---------- Passage to read

Eva Noblezada as Kim, a 17-year old Vietnamese orphan, sings a wedding song for Chris, an American G.I. played by Alistair Brammer in the 2014 recording of the West end production Miss Saigon.

Manthia Diawara’s critique of black characters in D.W. Griffin’s Birth of a Nation and Eddie Murphy’s cop movies serves as a template for further examination on the racist depictions in mass media of the African-American male. In considering some Hollywood productions, Diawara makes a case for the problematic ‘identification’ between the black (male) spectator and the image of the black (male) character. Diawara opens: “Whenever Blacks are represented in Hollywood, and sometimes when Hollywood omits Blacks from its films altogether, there are spectators who denounce the result and refuse to suspend their disbelief”.[1]
            I found the arguments compelling having been raised in an Evangelical Christian family (who identified closely with American culture via religious ties) that treated television and cinema as instruments of Satan. This didn’t mean we didn’t subscribe to cable television or that we were not allowed to watch films but that there was always a low regard for American television with the exception of National Geographic, Discovery, and History channels which I recall with nostalgia for the 90s, showed something else other than replays of Pawn Stars. Riffing on Diawara’s recognition of the inability for Black people to identify with their film and television show counterparts, I realize that many Filipinos were so conditioned to identify with the White American character as the default person to project relatable qualities of race, even of their own. Such was the extent of my Americanization that I never questioned why I find American sitcoms regardless of social class of main characters relatable but dramas like Days of Our Lives, not at all in the caliber of the shittiest Filipino telenovela. Diawara, in this case, served to explain this uncanny phenomenon as a case in the theory of resistant spectatorship, rooted in the historically exaggerated representations of African-Americans on screen as servants or mammies, thieves, robbers, murders or villains sometimes by blackfaced white actors.

--------------------
---------- Excerpted data

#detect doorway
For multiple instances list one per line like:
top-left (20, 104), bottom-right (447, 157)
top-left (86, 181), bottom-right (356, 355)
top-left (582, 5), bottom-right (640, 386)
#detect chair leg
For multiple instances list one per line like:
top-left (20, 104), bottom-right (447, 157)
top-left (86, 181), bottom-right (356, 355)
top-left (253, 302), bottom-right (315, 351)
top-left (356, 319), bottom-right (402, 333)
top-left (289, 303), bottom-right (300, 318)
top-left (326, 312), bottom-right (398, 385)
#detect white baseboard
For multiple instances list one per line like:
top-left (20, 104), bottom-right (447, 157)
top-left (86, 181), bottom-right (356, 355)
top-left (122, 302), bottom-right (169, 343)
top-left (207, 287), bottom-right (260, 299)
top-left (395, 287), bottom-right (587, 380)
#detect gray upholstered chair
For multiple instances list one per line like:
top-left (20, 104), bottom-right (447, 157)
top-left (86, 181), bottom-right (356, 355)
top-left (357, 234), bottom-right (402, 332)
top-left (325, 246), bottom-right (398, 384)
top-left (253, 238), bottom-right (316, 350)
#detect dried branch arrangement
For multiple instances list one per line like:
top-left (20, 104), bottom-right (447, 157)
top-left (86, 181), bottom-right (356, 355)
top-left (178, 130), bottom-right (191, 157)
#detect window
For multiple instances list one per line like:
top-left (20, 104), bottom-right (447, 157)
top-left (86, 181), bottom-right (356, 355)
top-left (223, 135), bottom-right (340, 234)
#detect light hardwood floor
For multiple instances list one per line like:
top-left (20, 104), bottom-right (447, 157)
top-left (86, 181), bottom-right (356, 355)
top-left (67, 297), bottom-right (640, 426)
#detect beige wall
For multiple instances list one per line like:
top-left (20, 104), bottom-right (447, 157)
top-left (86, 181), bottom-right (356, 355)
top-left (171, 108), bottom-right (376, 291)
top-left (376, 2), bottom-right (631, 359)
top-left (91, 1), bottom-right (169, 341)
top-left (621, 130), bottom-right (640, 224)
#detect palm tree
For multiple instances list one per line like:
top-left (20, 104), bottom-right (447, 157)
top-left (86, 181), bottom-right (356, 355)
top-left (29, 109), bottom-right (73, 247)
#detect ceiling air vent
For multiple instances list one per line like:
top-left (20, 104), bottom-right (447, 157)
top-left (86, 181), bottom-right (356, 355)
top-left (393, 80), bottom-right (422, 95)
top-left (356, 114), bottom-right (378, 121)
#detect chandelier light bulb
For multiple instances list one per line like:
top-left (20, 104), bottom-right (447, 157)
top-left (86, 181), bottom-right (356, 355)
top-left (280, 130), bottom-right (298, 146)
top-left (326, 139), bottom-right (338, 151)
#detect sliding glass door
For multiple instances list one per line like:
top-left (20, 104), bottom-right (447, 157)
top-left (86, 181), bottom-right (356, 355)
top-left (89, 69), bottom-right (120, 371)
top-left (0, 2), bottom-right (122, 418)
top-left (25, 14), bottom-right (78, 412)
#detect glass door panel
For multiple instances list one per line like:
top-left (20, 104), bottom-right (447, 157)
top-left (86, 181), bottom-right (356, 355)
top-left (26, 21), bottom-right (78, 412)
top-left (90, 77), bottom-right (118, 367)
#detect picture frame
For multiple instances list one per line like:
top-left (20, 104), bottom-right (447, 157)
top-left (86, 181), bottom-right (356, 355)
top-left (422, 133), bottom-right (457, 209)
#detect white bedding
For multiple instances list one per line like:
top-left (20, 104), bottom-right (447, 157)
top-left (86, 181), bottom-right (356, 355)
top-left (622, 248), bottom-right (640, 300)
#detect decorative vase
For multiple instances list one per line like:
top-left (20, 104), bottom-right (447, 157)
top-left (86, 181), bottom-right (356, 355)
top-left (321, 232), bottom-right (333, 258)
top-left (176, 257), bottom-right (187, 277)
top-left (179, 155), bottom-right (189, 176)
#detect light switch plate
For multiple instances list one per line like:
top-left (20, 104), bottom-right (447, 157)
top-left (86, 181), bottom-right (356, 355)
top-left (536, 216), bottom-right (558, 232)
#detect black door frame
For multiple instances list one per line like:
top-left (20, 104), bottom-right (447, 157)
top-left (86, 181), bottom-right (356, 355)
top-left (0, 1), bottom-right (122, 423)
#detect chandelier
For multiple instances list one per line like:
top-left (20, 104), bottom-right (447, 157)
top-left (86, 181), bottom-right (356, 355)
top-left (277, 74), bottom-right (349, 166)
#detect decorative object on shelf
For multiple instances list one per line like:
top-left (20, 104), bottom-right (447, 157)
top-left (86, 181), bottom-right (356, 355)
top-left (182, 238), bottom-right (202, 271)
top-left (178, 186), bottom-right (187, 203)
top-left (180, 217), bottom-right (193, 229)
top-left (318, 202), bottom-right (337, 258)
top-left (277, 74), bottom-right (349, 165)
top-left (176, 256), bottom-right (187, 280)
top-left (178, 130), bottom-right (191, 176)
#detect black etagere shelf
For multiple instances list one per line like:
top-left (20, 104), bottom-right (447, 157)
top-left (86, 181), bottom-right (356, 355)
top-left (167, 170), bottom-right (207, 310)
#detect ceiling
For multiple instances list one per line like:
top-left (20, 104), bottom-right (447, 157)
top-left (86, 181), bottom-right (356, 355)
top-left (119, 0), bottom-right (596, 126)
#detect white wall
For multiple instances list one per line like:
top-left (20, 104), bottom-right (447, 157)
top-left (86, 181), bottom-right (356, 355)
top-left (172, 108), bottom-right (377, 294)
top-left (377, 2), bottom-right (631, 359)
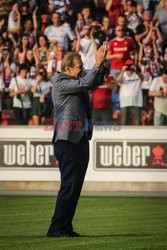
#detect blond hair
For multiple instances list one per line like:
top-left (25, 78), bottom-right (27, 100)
top-left (61, 52), bottom-right (81, 72)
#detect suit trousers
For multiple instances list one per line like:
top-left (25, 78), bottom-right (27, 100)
top-left (48, 136), bottom-right (89, 235)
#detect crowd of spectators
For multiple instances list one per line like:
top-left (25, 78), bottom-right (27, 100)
top-left (0, 0), bottom-right (167, 125)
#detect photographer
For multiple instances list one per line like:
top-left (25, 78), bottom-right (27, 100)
top-left (31, 66), bottom-right (51, 125)
top-left (117, 60), bottom-right (143, 125)
top-left (9, 64), bottom-right (31, 125)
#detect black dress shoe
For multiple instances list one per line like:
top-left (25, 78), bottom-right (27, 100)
top-left (46, 232), bottom-right (70, 238)
top-left (46, 231), bottom-right (81, 238)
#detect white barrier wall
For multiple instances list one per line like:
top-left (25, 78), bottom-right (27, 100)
top-left (0, 126), bottom-right (167, 182)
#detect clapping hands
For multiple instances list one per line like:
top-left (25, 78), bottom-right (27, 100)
top-left (95, 41), bottom-right (108, 67)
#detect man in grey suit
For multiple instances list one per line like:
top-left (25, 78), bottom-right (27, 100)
top-left (47, 42), bottom-right (107, 237)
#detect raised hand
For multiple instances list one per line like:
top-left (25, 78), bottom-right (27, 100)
top-left (95, 42), bottom-right (108, 67)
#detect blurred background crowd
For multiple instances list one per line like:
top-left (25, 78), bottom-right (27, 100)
top-left (0, 0), bottom-right (167, 125)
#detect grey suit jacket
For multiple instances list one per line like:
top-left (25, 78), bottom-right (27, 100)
top-left (51, 67), bottom-right (105, 143)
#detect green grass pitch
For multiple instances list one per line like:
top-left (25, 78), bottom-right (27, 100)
top-left (0, 196), bottom-right (167, 250)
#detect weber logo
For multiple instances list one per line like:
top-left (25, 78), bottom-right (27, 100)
top-left (94, 140), bottom-right (167, 169)
top-left (0, 140), bottom-right (55, 167)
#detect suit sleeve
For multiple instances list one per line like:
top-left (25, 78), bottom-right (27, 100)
top-left (58, 68), bottom-right (100, 94)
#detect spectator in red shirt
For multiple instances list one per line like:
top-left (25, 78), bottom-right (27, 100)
top-left (91, 76), bottom-right (115, 122)
top-left (106, 26), bottom-right (135, 78)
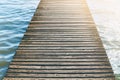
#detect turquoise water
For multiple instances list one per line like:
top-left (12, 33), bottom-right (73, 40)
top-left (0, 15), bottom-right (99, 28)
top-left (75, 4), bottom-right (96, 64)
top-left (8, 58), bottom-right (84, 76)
top-left (0, 0), bottom-right (39, 80)
top-left (0, 0), bottom-right (120, 80)
top-left (87, 0), bottom-right (120, 80)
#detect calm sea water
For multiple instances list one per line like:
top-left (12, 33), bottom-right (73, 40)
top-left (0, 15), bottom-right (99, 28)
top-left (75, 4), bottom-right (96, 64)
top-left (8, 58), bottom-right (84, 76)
top-left (0, 0), bottom-right (120, 80)
top-left (87, 0), bottom-right (120, 80)
top-left (0, 0), bottom-right (40, 80)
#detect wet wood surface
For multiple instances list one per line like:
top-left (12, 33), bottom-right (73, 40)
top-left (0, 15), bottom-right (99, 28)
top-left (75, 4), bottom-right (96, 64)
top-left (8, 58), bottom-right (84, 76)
top-left (4, 0), bottom-right (115, 80)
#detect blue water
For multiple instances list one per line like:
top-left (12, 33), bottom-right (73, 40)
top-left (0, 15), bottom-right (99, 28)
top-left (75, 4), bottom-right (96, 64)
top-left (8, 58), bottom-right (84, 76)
top-left (0, 0), bottom-right (120, 80)
top-left (0, 0), bottom-right (40, 80)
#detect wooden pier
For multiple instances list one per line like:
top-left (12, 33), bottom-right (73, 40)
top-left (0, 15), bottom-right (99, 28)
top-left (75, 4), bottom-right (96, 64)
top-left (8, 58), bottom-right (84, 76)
top-left (4, 0), bottom-right (115, 80)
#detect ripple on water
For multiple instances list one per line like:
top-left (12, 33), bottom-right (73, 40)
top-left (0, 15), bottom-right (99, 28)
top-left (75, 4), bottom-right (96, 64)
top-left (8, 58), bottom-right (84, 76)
top-left (0, 0), bottom-right (40, 80)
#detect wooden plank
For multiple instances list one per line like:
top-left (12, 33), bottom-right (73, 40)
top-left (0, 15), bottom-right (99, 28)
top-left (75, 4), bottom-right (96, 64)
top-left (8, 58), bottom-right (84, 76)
top-left (4, 0), bottom-right (115, 80)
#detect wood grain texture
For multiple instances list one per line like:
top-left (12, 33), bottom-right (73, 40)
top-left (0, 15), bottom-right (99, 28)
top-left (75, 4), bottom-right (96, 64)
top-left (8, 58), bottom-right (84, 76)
top-left (4, 0), bottom-right (115, 80)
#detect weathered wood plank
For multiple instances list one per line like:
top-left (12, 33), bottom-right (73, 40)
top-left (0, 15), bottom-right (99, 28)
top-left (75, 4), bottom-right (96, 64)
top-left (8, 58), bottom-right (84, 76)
top-left (4, 0), bottom-right (115, 80)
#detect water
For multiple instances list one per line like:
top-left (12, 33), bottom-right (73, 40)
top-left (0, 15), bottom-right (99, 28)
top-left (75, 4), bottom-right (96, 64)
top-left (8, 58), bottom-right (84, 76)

--------------------

**Task requirements:**
[1] Decide whether each statement agrees with the essay on Diawara's critique, answering yes or no and quoting the words of the essay that settle it. (a) The writer's family subscribed to cable television. (b) In the 2014 recording of Miss Saigon, the role of Chris is played by Eva Noblezada. (c) The writer's family held the History channel in the same low regard as the rest of American television.
[2] From the essay on Diawara's critique, return word for word the passage starting at "Eva Noblezada as" and ending at "production Miss Saigon.".
The rows were drawn from a different source than the essay on Diawara's critique.

**Solutions for each task:**
[1]
(a) Yes: "This didn’t mean we didn’t subscribe to cable television"
(b) No: "Chris, an American G.I. played by Alistair Brammer"
(c) No: "with the exception of National Geographic, Discovery, and History channels"

[2]
Eva Noblezada as Kim, a 17-year old Vietnamese orphan, sings a wedding song for Chris, an American G.I. played by Alistair Brammer in the 2014 recording of the West end production Miss Saigon.